In the records below, rewrite the stretch from the line containing "shore in this UI." through the line containing "xmin=0 ymin=74 xmax=451 ymax=230" as a JSON list of strings, one string per line, with blank lines left out.

## Start Available records

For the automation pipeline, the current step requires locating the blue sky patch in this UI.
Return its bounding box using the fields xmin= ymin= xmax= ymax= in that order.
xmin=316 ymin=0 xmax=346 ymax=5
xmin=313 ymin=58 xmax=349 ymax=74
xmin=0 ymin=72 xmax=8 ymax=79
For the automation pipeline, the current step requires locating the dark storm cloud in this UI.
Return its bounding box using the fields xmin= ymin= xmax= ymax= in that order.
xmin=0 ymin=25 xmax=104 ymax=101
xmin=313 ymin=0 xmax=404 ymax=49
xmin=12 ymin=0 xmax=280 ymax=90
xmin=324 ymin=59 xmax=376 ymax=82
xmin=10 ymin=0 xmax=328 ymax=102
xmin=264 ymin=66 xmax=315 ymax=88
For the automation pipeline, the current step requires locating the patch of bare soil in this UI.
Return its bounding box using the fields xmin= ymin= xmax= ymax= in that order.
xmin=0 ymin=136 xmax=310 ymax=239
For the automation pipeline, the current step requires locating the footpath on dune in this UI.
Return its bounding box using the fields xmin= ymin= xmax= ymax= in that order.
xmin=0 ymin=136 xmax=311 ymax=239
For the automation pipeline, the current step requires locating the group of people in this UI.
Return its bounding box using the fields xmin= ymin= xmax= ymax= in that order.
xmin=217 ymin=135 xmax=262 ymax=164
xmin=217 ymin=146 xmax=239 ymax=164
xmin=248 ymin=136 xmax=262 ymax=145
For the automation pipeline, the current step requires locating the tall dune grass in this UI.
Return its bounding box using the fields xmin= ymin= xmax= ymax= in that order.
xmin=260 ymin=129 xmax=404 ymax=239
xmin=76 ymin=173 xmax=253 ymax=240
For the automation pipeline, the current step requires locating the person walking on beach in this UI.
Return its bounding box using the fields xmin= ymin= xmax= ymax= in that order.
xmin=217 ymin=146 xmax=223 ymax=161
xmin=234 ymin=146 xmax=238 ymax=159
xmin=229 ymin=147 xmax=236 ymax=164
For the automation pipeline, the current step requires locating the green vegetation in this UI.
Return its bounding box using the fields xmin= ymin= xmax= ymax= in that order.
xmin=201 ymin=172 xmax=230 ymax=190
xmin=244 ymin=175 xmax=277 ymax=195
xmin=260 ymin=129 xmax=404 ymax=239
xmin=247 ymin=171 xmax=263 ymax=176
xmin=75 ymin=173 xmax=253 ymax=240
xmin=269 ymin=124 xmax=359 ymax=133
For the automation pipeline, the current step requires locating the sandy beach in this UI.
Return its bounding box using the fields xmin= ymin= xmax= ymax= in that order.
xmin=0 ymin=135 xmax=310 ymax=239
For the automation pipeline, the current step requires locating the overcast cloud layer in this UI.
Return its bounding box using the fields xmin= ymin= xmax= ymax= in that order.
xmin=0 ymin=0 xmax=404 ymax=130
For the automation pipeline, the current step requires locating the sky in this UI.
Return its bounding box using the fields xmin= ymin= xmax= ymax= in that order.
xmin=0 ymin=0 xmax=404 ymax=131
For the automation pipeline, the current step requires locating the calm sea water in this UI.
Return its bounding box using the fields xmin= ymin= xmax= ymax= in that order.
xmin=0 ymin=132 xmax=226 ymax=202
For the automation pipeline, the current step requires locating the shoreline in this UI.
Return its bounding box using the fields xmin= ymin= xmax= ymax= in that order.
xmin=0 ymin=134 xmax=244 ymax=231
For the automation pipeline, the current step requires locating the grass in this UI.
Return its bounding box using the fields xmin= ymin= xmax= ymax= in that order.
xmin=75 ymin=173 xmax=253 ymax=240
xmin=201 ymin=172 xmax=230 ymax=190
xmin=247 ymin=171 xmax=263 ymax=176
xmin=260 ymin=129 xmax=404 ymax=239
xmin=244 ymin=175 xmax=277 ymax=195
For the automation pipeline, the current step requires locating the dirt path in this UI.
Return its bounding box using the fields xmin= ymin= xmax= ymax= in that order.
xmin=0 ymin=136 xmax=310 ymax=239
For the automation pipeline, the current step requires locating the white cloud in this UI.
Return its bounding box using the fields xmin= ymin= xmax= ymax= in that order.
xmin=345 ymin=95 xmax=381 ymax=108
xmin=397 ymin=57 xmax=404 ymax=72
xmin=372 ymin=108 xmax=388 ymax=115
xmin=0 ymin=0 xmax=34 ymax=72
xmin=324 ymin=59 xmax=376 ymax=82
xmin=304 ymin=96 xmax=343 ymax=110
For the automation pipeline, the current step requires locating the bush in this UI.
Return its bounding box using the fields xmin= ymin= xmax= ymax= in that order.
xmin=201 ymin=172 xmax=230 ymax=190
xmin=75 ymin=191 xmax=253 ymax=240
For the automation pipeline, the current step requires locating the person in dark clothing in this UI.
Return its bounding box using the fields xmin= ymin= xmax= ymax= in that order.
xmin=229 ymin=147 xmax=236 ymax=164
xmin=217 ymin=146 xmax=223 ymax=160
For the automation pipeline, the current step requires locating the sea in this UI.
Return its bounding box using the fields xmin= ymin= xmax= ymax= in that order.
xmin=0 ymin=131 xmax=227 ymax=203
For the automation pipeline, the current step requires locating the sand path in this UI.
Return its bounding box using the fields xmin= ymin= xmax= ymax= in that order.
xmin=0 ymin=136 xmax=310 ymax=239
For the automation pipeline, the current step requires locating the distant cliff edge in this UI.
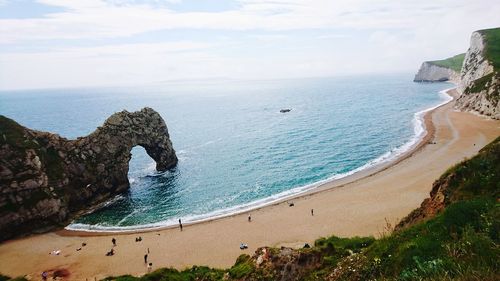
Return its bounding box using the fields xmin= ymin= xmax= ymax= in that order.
xmin=0 ymin=108 xmax=177 ymax=241
xmin=414 ymin=28 xmax=500 ymax=119
xmin=413 ymin=54 xmax=465 ymax=82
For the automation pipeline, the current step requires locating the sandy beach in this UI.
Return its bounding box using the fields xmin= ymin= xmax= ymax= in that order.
xmin=0 ymin=90 xmax=500 ymax=280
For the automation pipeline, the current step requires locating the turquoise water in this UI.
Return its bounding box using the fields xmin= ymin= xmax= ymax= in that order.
xmin=0 ymin=75 xmax=450 ymax=230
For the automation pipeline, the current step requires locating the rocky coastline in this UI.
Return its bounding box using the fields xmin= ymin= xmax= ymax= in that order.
xmin=414 ymin=28 xmax=500 ymax=119
xmin=0 ymin=108 xmax=177 ymax=241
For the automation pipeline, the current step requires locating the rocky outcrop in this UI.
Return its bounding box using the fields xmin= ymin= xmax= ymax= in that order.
xmin=456 ymin=31 xmax=500 ymax=119
xmin=0 ymin=108 xmax=177 ymax=240
xmin=413 ymin=61 xmax=460 ymax=82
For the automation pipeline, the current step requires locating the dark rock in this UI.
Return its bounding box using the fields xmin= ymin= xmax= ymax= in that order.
xmin=0 ymin=108 xmax=177 ymax=241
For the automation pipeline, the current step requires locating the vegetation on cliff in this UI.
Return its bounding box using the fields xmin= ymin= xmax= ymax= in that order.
xmin=428 ymin=53 xmax=465 ymax=73
xmin=95 ymin=137 xmax=500 ymax=281
xmin=464 ymin=28 xmax=500 ymax=101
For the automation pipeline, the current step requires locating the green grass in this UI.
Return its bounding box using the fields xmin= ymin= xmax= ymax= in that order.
xmin=479 ymin=28 xmax=500 ymax=72
xmin=428 ymin=53 xmax=465 ymax=73
xmin=229 ymin=255 xmax=255 ymax=279
xmin=101 ymin=137 xmax=500 ymax=281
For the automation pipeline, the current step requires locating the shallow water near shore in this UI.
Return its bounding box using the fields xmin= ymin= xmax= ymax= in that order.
xmin=0 ymin=74 xmax=451 ymax=230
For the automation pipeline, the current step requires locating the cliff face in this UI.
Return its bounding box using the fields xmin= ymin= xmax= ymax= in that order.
xmin=456 ymin=29 xmax=500 ymax=119
xmin=0 ymin=108 xmax=177 ymax=241
xmin=413 ymin=61 xmax=460 ymax=82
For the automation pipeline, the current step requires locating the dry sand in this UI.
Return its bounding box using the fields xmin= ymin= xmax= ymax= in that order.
xmin=0 ymin=90 xmax=500 ymax=280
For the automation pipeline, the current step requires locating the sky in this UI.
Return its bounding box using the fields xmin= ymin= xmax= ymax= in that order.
xmin=0 ymin=0 xmax=500 ymax=90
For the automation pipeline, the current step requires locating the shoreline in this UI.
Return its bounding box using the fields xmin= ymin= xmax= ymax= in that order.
xmin=0 ymin=87 xmax=500 ymax=280
xmin=62 ymin=86 xmax=457 ymax=236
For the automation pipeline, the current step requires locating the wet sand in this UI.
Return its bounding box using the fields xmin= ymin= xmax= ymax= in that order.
xmin=0 ymin=90 xmax=500 ymax=280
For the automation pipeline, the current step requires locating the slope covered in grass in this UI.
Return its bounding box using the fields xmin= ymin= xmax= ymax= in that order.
xmin=479 ymin=28 xmax=500 ymax=72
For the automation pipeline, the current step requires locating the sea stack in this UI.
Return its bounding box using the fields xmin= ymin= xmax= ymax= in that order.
xmin=0 ymin=108 xmax=177 ymax=241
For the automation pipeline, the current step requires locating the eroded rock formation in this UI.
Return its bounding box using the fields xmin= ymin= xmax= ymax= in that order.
xmin=0 ymin=108 xmax=177 ymax=241
xmin=413 ymin=28 xmax=500 ymax=119
xmin=413 ymin=61 xmax=460 ymax=82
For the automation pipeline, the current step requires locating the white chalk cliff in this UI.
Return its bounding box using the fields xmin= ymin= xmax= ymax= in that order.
xmin=456 ymin=31 xmax=500 ymax=119
xmin=414 ymin=28 xmax=500 ymax=119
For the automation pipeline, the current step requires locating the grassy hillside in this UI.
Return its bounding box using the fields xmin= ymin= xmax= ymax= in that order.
xmin=428 ymin=53 xmax=465 ymax=73
xmin=98 ymin=138 xmax=500 ymax=281
xmin=479 ymin=28 xmax=500 ymax=72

## End Available records

### [Exercise output]
[
  "For the automation pipeline, the current step requires locating the shallow water near shore in this UI.",
  "Return its bounding box using the fields xmin= ymin= xmax= ymax= in that order.",
  "xmin=0 ymin=74 xmax=451 ymax=230"
]